■ PASSAGE TO READ
Texture Profile Analysis (TPA): For TPA, a 25.4 mm diameter acrylic cylinder was used. The samples were cut in cylindrical pieces, with a length of 10 mm and a diameter of 12 mm, then they were double compressed to half of their initial height, using a compressing speed of 2.0 mm/s and a loading cell of 1 kg.

Wire Cutting (W): The Wire Cutting tests were performed with the Wire Cutting probe of the texture analyzer (wire length 40 mm and 0.3 mm diameter). The samples were cut in cubic shape with a side of 20 mm at a test speed of 1 mm/s.

Volodkevich Bite (VB): Regarding the biting tests, the "Volodkevich bite jaws" probe encoded TA-VBJ, which penetrates the samples at 7 mm, was used. It consists of both the upper jaw and lower jaw, imitating human bite. It can be described as simulating the action of shearing by the front incisors, when they bite the food, generating an indication of the sample hardness and fracturability. The samples were cylinders with a length of 20 mm and a diameter of 0.9 mm with a test speed of 1 mm/s.

All the textural tests were done two times for each sample and the average values together with standard deviation were reported.

Sensory evaluation

Two methods were used for the sensory analysis of meatloaves, the first - Acceptance Testing concerning the three general sensorial attributes (acceptance, colour and taste) was applied after the method of Akwetey et al. (2014) and the second one - Texture Profile Method regarding the main textural characteristics presented by Lawless and Heymann (2010).

The Acceptance Testing was performed using a hedonic scale of 9 points (1 represents dislike extremely, while 9 represents like extremely). The products were sliced to approximately equal sizes of 2.0 cm2, wrapped in kitchen foil and warmed in an oven until the meatloaf temperature reached 25°C. All products were blind coded with 3-digit random numbers and the orders of serving all meatloaf samples were randomized. The sensorial test was carried out in individual booths using fluorescent lamps (simulating daylight). Water was offered to rinse the mouth between tasting the meatloaves samples in order to distinguish clearly the specific flavours.

■ DATA EXTRACT
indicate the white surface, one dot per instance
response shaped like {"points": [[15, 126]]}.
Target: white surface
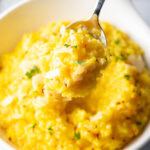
{"points": [[32, 15], [143, 7]]}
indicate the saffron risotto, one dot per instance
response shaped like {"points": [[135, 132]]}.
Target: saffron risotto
{"points": [[63, 90]]}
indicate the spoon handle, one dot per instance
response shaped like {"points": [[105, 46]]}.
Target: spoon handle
{"points": [[99, 6]]}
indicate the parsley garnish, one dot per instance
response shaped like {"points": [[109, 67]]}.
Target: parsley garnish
{"points": [[117, 42], [76, 136], [66, 45], [139, 123], [79, 62], [32, 72], [127, 76], [34, 125]]}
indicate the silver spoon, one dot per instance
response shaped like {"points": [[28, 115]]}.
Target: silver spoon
{"points": [[92, 23]]}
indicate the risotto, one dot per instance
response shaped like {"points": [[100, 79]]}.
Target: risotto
{"points": [[63, 90]]}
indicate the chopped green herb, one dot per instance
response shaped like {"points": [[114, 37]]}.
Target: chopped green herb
{"points": [[76, 136], [79, 62], [50, 133], [117, 42], [32, 72], [66, 45], [139, 123], [75, 46], [29, 75], [127, 76], [34, 125]]}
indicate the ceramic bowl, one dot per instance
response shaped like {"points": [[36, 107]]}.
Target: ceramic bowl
{"points": [[30, 15]]}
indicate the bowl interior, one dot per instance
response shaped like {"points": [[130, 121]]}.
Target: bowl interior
{"points": [[30, 15]]}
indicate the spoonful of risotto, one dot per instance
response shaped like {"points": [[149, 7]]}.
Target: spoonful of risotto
{"points": [[77, 59], [93, 24]]}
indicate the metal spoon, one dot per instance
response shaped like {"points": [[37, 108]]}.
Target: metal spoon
{"points": [[92, 23]]}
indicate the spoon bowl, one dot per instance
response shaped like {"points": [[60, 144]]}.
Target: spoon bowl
{"points": [[93, 24]]}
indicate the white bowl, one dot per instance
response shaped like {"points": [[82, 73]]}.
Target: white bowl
{"points": [[30, 15]]}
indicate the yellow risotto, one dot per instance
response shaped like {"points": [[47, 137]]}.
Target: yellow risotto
{"points": [[63, 90]]}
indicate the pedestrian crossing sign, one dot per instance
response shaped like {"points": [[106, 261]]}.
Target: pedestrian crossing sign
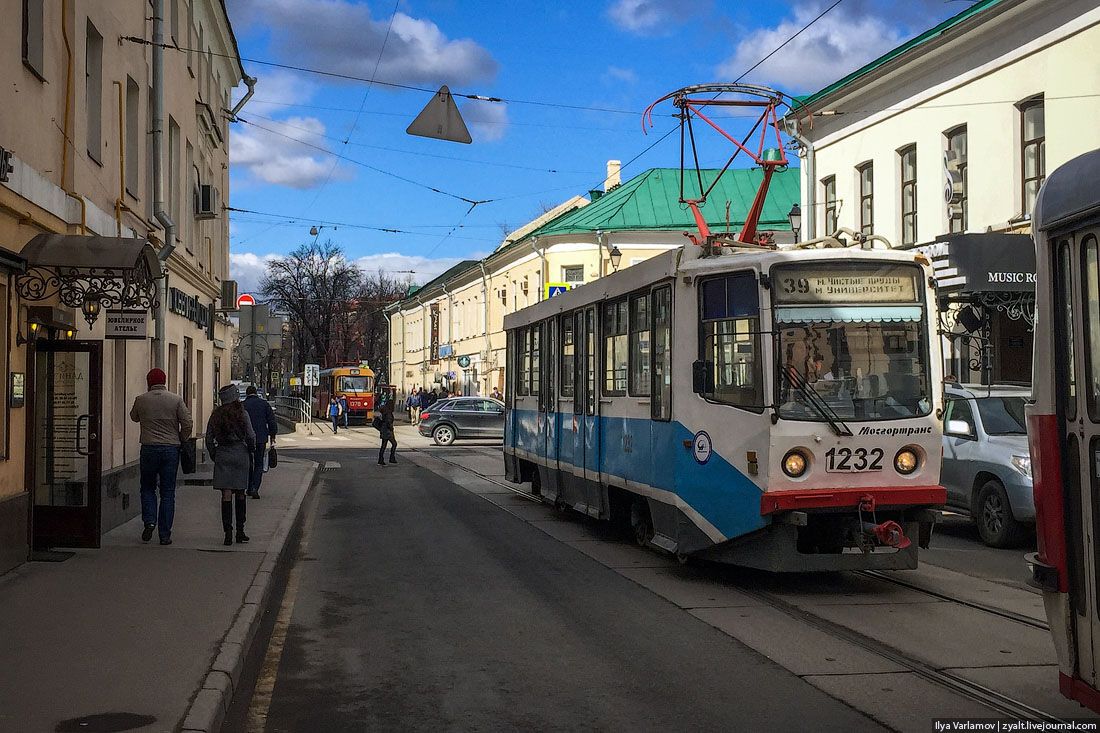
{"points": [[554, 288]]}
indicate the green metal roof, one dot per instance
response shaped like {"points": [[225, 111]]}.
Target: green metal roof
{"points": [[650, 201], [931, 34]]}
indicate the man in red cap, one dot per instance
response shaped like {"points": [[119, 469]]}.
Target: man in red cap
{"points": [[165, 424]]}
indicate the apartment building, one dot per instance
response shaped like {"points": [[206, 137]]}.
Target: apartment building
{"points": [[942, 145], [79, 247]]}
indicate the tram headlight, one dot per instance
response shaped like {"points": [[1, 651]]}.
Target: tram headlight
{"points": [[795, 463], [906, 461]]}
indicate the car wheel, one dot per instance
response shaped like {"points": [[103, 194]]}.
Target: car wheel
{"points": [[443, 435], [993, 515]]}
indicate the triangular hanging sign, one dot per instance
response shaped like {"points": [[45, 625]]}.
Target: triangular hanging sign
{"points": [[440, 119]]}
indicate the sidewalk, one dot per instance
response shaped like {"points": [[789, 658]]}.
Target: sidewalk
{"points": [[135, 630]]}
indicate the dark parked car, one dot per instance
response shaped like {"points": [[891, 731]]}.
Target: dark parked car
{"points": [[462, 417]]}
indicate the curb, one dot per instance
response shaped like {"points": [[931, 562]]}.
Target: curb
{"points": [[207, 710]]}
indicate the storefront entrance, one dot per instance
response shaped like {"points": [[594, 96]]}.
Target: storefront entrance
{"points": [[64, 439]]}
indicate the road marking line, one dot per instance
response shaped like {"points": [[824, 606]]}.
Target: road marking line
{"points": [[261, 702]]}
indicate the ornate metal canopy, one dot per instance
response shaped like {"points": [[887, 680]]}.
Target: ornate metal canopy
{"points": [[90, 273]]}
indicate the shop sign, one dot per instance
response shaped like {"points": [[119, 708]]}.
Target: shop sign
{"points": [[123, 324], [189, 307], [993, 262]]}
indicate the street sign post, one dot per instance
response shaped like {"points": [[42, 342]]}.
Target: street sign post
{"points": [[311, 378]]}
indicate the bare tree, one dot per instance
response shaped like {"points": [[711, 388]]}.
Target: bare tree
{"points": [[315, 284]]}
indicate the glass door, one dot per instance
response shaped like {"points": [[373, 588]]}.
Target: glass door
{"points": [[64, 440]]}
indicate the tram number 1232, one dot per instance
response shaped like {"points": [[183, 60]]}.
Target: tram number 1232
{"points": [[847, 460]]}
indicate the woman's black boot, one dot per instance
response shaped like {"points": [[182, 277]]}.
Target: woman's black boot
{"points": [[239, 503], [227, 521]]}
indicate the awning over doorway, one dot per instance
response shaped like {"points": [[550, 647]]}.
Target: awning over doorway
{"points": [[113, 271]]}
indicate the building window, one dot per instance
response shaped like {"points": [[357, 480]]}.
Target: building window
{"points": [[568, 351], [615, 348], [133, 137], [94, 91], [866, 197], [660, 405], [730, 340], [639, 346], [908, 160], [33, 31], [956, 162], [829, 186], [1033, 150], [572, 274]]}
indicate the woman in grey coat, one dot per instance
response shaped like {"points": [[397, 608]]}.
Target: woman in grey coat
{"points": [[231, 441]]}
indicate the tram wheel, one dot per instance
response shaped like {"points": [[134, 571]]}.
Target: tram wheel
{"points": [[641, 523], [993, 515]]}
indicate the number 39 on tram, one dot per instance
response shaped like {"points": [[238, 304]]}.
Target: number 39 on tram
{"points": [[1064, 422], [777, 408]]}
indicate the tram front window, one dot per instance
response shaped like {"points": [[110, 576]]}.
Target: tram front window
{"points": [[853, 370], [353, 384]]}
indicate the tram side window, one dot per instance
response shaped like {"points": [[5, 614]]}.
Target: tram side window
{"points": [[1090, 281], [524, 360], [729, 369], [615, 348], [661, 403], [639, 346], [536, 359], [567, 356]]}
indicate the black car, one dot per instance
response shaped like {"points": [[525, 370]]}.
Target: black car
{"points": [[462, 417]]}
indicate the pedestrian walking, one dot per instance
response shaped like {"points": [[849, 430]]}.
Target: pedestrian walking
{"points": [[386, 428], [264, 426], [334, 414], [231, 442], [165, 424]]}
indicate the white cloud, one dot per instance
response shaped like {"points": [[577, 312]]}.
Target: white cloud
{"points": [[275, 157], [840, 42], [248, 269], [342, 36], [652, 17], [488, 120]]}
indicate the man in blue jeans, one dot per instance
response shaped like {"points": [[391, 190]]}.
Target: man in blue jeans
{"points": [[165, 424]]}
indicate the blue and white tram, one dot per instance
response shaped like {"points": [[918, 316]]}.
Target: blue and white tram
{"points": [[765, 407]]}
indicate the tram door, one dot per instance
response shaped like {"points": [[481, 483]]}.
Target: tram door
{"points": [[1077, 271]]}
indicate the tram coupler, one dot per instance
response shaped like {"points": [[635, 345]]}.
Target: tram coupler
{"points": [[888, 533]]}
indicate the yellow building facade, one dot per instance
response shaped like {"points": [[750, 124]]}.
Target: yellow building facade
{"points": [[75, 134]]}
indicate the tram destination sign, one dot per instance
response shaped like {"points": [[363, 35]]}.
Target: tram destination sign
{"points": [[880, 284]]}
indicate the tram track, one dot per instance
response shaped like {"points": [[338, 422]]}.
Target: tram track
{"points": [[999, 702]]}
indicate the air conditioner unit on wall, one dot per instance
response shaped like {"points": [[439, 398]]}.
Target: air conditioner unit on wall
{"points": [[206, 201]]}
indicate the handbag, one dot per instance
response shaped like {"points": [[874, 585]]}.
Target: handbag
{"points": [[187, 458]]}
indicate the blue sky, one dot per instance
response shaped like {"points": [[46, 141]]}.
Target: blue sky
{"points": [[612, 54]]}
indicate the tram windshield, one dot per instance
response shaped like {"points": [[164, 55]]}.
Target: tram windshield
{"points": [[353, 384]]}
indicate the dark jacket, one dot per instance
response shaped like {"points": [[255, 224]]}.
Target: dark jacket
{"points": [[262, 416]]}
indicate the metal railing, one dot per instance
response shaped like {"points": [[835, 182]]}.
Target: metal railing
{"points": [[294, 408]]}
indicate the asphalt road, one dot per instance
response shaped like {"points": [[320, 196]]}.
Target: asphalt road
{"points": [[418, 605], [956, 546]]}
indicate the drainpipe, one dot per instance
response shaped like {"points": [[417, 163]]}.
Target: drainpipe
{"points": [[542, 267], [811, 188], [161, 354], [251, 83]]}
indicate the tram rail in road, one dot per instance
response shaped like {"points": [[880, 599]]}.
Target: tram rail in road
{"points": [[992, 699]]}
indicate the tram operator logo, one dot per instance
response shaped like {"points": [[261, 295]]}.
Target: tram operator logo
{"points": [[893, 431]]}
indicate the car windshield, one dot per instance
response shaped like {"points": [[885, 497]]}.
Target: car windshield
{"points": [[853, 369], [1002, 415], [354, 384]]}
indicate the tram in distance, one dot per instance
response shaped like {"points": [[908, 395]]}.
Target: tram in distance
{"points": [[770, 407], [355, 383], [1064, 420]]}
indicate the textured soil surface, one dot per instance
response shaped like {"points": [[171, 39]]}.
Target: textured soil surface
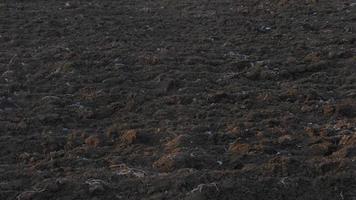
{"points": [[168, 99]]}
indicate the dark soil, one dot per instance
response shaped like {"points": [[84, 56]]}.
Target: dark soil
{"points": [[188, 99]]}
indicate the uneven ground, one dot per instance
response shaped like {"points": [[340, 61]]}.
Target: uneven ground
{"points": [[168, 99]]}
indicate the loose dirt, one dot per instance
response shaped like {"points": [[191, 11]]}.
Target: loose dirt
{"points": [[189, 99]]}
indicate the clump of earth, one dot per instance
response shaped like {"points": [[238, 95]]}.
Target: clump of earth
{"points": [[189, 99]]}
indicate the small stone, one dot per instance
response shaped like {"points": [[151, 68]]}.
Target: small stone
{"points": [[328, 110], [96, 186], [92, 141], [129, 137], [285, 140]]}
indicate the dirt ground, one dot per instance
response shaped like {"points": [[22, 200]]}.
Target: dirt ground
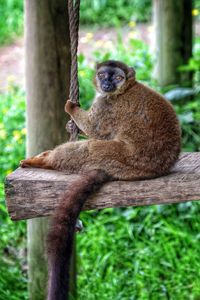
{"points": [[12, 60]]}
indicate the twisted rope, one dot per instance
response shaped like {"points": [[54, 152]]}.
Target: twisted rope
{"points": [[73, 12]]}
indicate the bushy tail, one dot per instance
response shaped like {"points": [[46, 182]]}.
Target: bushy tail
{"points": [[60, 237]]}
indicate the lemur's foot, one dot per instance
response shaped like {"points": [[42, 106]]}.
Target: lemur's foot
{"points": [[37, 161]]}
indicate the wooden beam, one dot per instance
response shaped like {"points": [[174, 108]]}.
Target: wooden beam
{"points": [[34, 193]]}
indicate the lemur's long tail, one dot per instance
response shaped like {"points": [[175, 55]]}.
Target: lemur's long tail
{"points": [[60, 237]]}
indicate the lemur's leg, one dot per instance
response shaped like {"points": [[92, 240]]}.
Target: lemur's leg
{"points": [[73, 157]]}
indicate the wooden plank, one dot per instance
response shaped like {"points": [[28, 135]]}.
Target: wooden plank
{"points": [[33, 193]]}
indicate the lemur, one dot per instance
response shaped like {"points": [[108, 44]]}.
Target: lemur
{"points": [[133, 134]]}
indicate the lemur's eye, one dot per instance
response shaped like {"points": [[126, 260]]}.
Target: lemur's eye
{"points": [[101, 75], [119, 77]]}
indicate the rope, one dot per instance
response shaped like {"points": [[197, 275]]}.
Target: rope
{"points": [[73, 12]]}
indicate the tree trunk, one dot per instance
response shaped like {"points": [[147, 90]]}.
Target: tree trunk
{"points": [[47, 88], [173, 26]]}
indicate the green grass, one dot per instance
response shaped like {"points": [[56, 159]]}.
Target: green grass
{"points": [[140, 253], [11, 21], [123, 254]]}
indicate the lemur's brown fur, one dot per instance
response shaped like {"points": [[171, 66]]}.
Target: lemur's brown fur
{"points": [[133, 134]]}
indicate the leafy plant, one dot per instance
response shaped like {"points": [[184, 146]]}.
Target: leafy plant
{"points": [[125, 253]]}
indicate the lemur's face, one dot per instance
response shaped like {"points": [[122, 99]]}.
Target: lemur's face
{"points": [[109, 79]]}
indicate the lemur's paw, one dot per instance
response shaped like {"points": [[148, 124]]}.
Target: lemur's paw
{"points": [[70, 106]]}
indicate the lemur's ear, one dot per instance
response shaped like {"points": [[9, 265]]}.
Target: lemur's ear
{"points": [[131, 73]]}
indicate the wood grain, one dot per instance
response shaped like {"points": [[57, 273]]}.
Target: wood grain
{"points": [[34, 193]]}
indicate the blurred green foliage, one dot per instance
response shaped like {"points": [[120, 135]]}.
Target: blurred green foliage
{"points": [[99, 12], [133, 253], [11, 20], [112, 13]]}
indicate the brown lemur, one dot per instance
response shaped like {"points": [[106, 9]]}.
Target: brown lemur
{"points": [[133, 134]]}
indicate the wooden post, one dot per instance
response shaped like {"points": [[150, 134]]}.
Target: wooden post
{"points": [[47, 88], [173, 27]]}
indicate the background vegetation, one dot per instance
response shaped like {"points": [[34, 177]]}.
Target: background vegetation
{"points": [[124, 254]]}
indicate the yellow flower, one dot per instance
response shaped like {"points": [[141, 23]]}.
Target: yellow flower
{"points": [[195, 12], [8, 171], [132, 24], [131, 35]]}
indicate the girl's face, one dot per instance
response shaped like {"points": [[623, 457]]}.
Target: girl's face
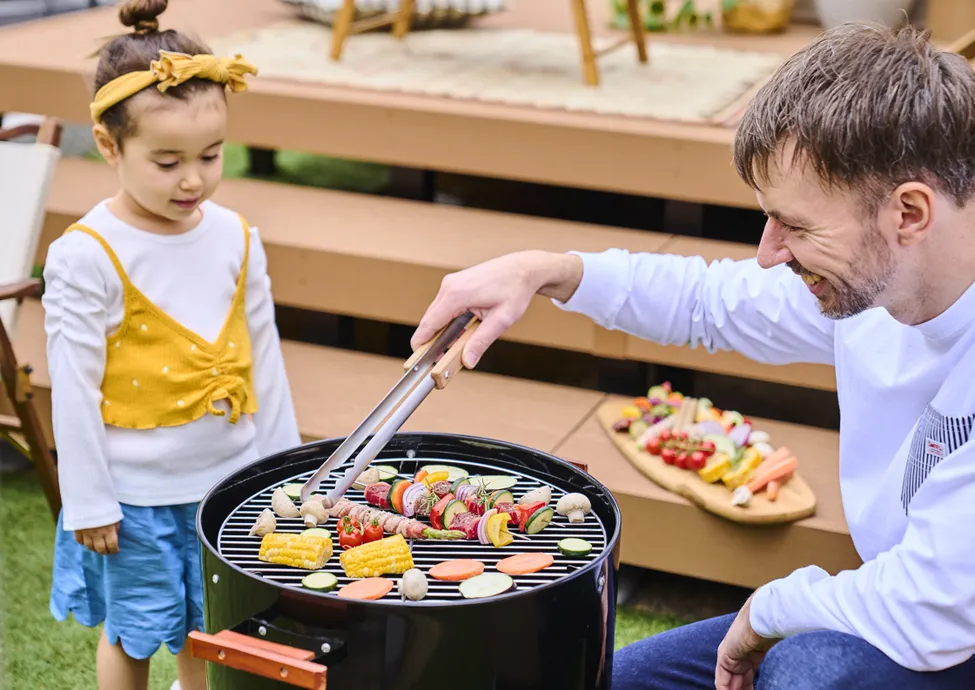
{"points": [[174, 160]]}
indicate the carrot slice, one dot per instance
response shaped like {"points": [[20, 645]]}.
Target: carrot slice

■ BRIEF A
In the meatloaf methods text, what compressing speed was used for Texture Profile Analysis?
■ BRIEF B
Rewrite the meatloaf methods text between "Wire Cutting (W): The" and "with a test speed of 1 mm/s.", inclusive, putting "probe speed" in place of "test speed".

■ REPLY A
2.0 mm/s

■ REPLY B
Wire Cutting (W): The Wire Cutting tests were performed with the Wire Cutting probe of the texture analyzer (wire length 40 mm and 0.3 mm diameter). The samples were cut in cubic shape with a side of 20 mm at a probe speed of 1 mm/s.

Volodkevich Bite (VB): Regarding the biting tests, the "Volodkevich bite jaws" probe encoded TA-VBJ, which penetrates the samples at 7 mm, was used. It consists of both the upper jaw and lower jaw, imitating human bite. It can be described as simulating the action of shearing by the front incisors, when they bite the food, generating an indication of the sample hardness and fracturability. The samples were cylinders with a length of 20 mm and a diameter of 0.9 mm with a probe speed of 1 mm/s.